» TESTO DI ORIGINE:

_ _ _

Con la sentenza 118/2020 depositata il 23 giugno scorso, la Corte Costituzionale ha esteso il diritto all’indennizzo per danni da vaccino anche alle vaccinazioni non obbligatorie. Purché il nesso di causa sia provato con oggettività, le richieste di indennizzo possono dunque essere avanzate anche da chi - il danno - l’ha subito dopo una vaccinazione “fortemente raccomandata” seppur non obbligatoria.
Tale sentenza, dunque, va a dichiarare l’illegittimità della legge n. 210/1992 che prevede un "indennizzo a favore dei soggetti danneggiati da complicanze di tipo irreversibile a causa di vaccinazioni obbligatorie, trasfusioni e somministrazione di emoderivati”.
La vicenda ha per protagonista una donna che, dopo essersi sottoposta nel 2003 al vaccino contro l’Epatite A, sviluppava la patologia nota come “lupus eritematoso sistemico”. Si rivolgeva dunque alla Corte d’Appello di Lecce che, verificata l’esistenza del nesso causale tra la vaccinazione e la patologia, stabiliva il diritto all’indennizzo.
Il Ministero della Salute ricorreva dunque in Cassazione ponendo come motivazione la non obbligatorietà del vaccino contro l’Epatite A. La legge n. 2010/1992, al Comma 1, recita infatti: "Chiunque abbia riportato, a causa di vaccinazioni obbligatorie per legge o per ordinanza di una autorità sanitaria italiana, lesioni o infermità, dalle quali sia derivata una menomazione permanente della integrità psico-fisica, ha diritto ad un indennizzo da parte dello Stato, alle condizioni e nei modi stabiliti dalla presente legge”. La Cassazione si rivolgeva dunque alla Consulta, per dichiarare l’illegittimità costituzionale dell’articolo 1, comma 1.
Pur non essendo la vaccinazione in questione obbligatoria, l’autorità sanitaria la consiglia fortemente. Nel periodo in cui la donna era stata vaccinata, inoltre, era in corso in Puglia una campagna contro l'epatite A. La donna aveva ricevuto una comunicazione che presentava la vaccinazione “non tanto come prestazione raccomandata, ma quasi come se fosse stata obbligatoria”.

_ _ _

» DATI:
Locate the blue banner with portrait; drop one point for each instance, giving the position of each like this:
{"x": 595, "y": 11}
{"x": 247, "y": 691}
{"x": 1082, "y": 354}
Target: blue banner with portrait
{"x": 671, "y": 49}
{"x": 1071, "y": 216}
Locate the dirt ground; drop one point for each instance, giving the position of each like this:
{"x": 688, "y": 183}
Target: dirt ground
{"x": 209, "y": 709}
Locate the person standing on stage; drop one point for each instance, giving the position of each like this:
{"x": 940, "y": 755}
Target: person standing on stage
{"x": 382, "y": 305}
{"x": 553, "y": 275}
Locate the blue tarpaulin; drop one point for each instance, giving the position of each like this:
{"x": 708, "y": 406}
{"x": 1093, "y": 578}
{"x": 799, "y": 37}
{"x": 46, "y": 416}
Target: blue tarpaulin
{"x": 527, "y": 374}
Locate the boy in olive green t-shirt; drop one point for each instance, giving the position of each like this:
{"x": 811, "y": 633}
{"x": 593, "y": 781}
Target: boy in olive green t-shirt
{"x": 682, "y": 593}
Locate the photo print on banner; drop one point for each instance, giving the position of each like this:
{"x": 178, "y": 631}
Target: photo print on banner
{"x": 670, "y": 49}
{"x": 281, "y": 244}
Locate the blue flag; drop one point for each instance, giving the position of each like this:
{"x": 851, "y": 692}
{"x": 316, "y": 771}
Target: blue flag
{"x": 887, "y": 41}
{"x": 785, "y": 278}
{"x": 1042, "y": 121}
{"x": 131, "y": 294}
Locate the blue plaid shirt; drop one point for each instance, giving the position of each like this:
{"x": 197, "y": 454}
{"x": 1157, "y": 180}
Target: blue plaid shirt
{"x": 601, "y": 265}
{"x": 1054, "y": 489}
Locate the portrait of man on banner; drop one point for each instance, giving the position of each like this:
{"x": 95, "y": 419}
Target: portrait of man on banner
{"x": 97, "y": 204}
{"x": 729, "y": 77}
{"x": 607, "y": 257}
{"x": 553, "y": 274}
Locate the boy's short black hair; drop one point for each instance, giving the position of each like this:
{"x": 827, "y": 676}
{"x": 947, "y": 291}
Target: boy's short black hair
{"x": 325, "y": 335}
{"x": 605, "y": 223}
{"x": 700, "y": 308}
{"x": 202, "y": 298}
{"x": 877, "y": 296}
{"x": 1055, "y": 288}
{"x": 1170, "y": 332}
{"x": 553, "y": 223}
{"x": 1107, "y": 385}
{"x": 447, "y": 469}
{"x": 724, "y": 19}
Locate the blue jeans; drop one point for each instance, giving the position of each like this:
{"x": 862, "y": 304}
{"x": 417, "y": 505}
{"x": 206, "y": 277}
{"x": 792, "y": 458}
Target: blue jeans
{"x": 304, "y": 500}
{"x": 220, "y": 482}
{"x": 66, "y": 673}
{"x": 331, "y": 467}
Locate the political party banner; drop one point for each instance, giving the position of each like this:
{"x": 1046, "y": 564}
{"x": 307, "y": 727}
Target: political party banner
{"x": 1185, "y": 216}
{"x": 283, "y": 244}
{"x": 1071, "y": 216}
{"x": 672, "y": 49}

_ _ _

» DA FARE A: Stampa senza modifiche tutto ciò che, nel testo sull'indennizzo per danni da vaccino, va da "Il Ministero della" giù fino a "1, comma 1.".
» DA FARE B: Prosegui il testo sull'indennizzo per danni da vaccino, riprendendo dopo la sua ultima frase.

» RISPOSTA SCRITTA A:
Il Ministero della Salute ricorreva dunque in Cassazione ponendo come motivazione la non obbligatorietà del vaccino contro l’Epatite A. La legge n. 2010/1992, al Comma 1, recita infatti: "Chiunque abbia riportato, a causa di vaccinazioni obbligatorie per legge o per ordinanza di una autorità sanitaria italiana, lesioni o infermità, dalle quali sia derivata una menomazione permanente della integrità psico-fisica, ha diritto ad un indennizzo da parte dello Stato, alle condizioni e nei modi stabiliti dalla presente legge”. La Cassazione si rivolgeva dunque alla Consulta, per dichiarare l’illegittimità costituzionale dell’articolo 1, comma 1.

» RISPOSTA SCRITTA B:
“Benché la tecnica della raccomandazione esprima maggiore attenzione all'autodeterminazione individuale, essa è pur sempre indirizzata allo scopo di ottenere la migliore salvaguardia della salute come interesse (anche) collettivo”: con questa motivazione, la Corte Costituzionale ha stabilito il diritto all’indennizzo anche per i danni da vaccino non obbligatorio. Tantopiù che, nel caso in questione, la campagna vaccinale promossa dalla Regione Puglia ha trovato diversi riscontri nei piani vaccinali nazionali e in una specifica raccomandazione del Ministero della Salute del 26 luglio 2017.
"La ragione che fonda il diritto all'indennizzo del singolo non risiede nel fatto che questi si sia sottoposto a un trattamento obbligatorio: riposa, piuttosto, sul necessario adempimento, che si impone alla collettività, di un dovere di solidarietà, laddove le conseguenze negative per l'integrità psico-fisica derivino da un trattamento sanitario (obbligatorio o raccomandato che sia) effettuato nell'interesse della collettività stessa, oltre che in quello individuale”, si legge nella sentenza.
Una sentenza, questa, che ha decisamente cambiato le carte in tavola sul fronte degli indennizzi per danni da vaccino.